- About this task -
Keeping every character as it is, transcribe the entries below.

- Data for the task -
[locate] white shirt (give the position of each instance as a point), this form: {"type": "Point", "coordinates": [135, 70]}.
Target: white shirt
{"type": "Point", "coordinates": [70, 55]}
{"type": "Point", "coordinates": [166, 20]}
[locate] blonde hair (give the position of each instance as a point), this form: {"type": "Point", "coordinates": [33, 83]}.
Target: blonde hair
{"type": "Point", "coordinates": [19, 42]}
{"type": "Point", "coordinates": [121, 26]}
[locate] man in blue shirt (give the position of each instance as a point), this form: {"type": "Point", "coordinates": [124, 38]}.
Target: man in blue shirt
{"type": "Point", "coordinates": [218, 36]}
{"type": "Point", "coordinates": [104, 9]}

- Task response -
[locate] white shirt (give the position of each instance as a point), this form: {"type": "Point", "coordinates": [135, 70]}.
Target: white shirt
{"type": "Point", "coordinates": [70, 55]}
{"type": "Point", "coordinates": [166, 20]}
[locate] blonde hair (give the position of each instance as a point), this form: {"type": "Point", "coordinates": [33, 83]}.
Target: blonde hair
{"type": "Point", "coordinates": [19, 42]}
{"type": "Point", "coordinates": [121, 26]}
[locate] man in blue shirt (give the position of each instance as a point), this form: {"type": "Point", "coordinates": [124, 38]}.
Target: man in blue shirt
{"type": "Point", "coordinates": [218, 36]}
{"type": "Point", "coordinates": [104, 9]}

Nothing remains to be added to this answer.